▸ Exercices:
1: Extrayez du texte sur la réforme des retraites le passage qui commence aux mots « Ampleur de la » et se termine après « FAGE, FIDL, MNL). ».
2: Citez toutes les organisations étudiantes qui, selon le texte sur la réforme des retraites, font partie de l'intersyndicale.

**** Extrait fourni ****

Alors que les salariés, et notamment les personnels de l’enseignement, ainsi que la jeunesse vont devoir faire face aux nouvelles attaques décidées par Macron, en particulier l’instauration du Pacte, la mise en œuvre élargie du SNU (Service national universel), la loi Darmanin, etc… il est nécessaire de tirer un bilan des 5 mois de mobilisation contre la réforme des retraites : comment en effet reprendre le combat si l’on ne dégage pas les raisons qui ont conduit cette mobilisation exceptionnelle à l’échec ?
Ampleur de la mobilisation
La première caractéristique de cette mobilisation est son ampleur, et sa durée : (5 mois), rythmée par 14 journées de manifestations et de grèves. Les manifestations regroupèrent à plusieurs reprises des millions de manifestants.
L’interpénétration des contraires
L’unité des organisations syndicales a été réalisée de bout en bout (de septembre 2022 à juin 2023) et traduisait l’aspiration au combat uni. Cette unité a, au moins dans un premier temps, encouragé les salariés à participer aux manifestations (cette intersyndicale est constituée de huit organisations présentées dans l’ordre suivant : CFDT, CGT, FO, CFE-CGC, CFTC, UNSA, Solidaires, FSU, et des organisations étudiantes suivantes : UNEF, VL, FAGE, FIDL, MNL).
Mais cette unité s’est réalisée sur une orientation particulière, celle du dialogue social, de la discussion d’un inacceptable projet de loi contre les retraites préparé par le gouvernement. En attestent notamment les Communiqués de presse (CP) publiés durant l’automne, et les discussions avec le gouvernement. « Les organisations syndicales se disent ouvertes pour mener des concertations qu’elles souhaitent loyales et transparentes » affirme le communiqué de presse du 3 octobre. L’intersyndicale a attendu la publication du projet gouvernemental qui ouvrait la voie à la discussion parlementaire pour décider de l’action.
Corrélativement, jusqu’au 19 janvier, l’intersyndicale rejetait certes plusieurs aspects majeurs de ce projet (âge de départ à la retraite et nombre d’annuités de cotisations) mais n’exigeait pas le retrait de l’ensemble du projet : rien par exemple concernant la liquidation de régimes spéciaux (et silence concernant les menaces sur le code des pensions).
image : Forme de luttes, Pierre Maillard
Il y avait donc la nécessité (et la possibilité) de combattre durant cette phase initiale (de septembre 2022 au 19 janvier) contre l’orientation de l’intersyndicale, sans attendre la première journée d’action. Mais bien rares furent les organisations et courants politiques et syndicaux à impulser une orientation alternative, pour le retrait pur et simple du projet de réforme et la rupture des discussions. Ce fut notamment le cas d’une poignée de militants enseignants (Émancipation). Ainsi, lors du CDFN (Conseil Délibératif Fédéral National) de la FSU du 21 septembre 2022, la tendance Émancipation « demande le retrait pur et simple du projet de loi Macron sur les retraites, qui n’est ni négociable ni amendable ».

**** Données extraites ****

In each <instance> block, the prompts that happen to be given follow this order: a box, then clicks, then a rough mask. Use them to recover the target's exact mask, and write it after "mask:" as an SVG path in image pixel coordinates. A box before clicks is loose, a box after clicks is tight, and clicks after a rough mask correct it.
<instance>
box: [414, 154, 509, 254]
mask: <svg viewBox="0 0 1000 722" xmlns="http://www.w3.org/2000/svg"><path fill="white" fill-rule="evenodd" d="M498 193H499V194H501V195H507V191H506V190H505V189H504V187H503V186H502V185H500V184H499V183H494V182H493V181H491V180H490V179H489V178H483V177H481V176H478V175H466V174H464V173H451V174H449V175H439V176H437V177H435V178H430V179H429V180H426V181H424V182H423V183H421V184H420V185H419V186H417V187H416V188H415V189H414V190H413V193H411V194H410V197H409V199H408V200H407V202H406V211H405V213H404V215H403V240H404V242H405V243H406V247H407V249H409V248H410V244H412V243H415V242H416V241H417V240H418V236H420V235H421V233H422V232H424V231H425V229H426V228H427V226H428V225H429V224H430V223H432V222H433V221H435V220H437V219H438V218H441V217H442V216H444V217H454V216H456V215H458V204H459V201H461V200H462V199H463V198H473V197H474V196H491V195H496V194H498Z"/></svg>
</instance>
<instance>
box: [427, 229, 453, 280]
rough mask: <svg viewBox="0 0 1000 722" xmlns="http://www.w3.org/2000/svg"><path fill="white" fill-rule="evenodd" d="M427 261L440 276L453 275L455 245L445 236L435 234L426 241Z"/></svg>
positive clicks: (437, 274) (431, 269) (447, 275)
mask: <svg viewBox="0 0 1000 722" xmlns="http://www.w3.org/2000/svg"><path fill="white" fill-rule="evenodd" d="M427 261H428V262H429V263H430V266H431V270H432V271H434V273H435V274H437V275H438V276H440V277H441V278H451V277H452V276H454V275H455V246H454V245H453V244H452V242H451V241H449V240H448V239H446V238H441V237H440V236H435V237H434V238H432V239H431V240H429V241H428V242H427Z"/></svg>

****

▸ Corrigés:
1:
Ampleur de la mobilisation
La première caractéristique de cette mobilisation est son ampleur, et sa durée : (5 mois), rythmée par 14 journées de manifestations et de grèves. Les manifestations regroupèrent à plusieurs reprises des millions de manifestants.
L’interpénétration des contraires
L’unité des organisations syndicales a été réalisée de bout en bout (de septembre 2022 à juin 2023) et traduisait l’aspiration au combat uni. Cette unité a, au moins dans un premier temps, encouragé les salariés à participer aux manifestations (cette intersyndicale est constituée de huit organisations présentées dans l’ordre suivant : CFDT, CGT, FO, CFE-CGC, CFTC, UNSA, Solidaires, FSU, et des organisations étudiantes suivantes : UNEF, VL, FAGE, FIDL, MNL).

2: UNEF, VL, FAGE, FIDL, MNL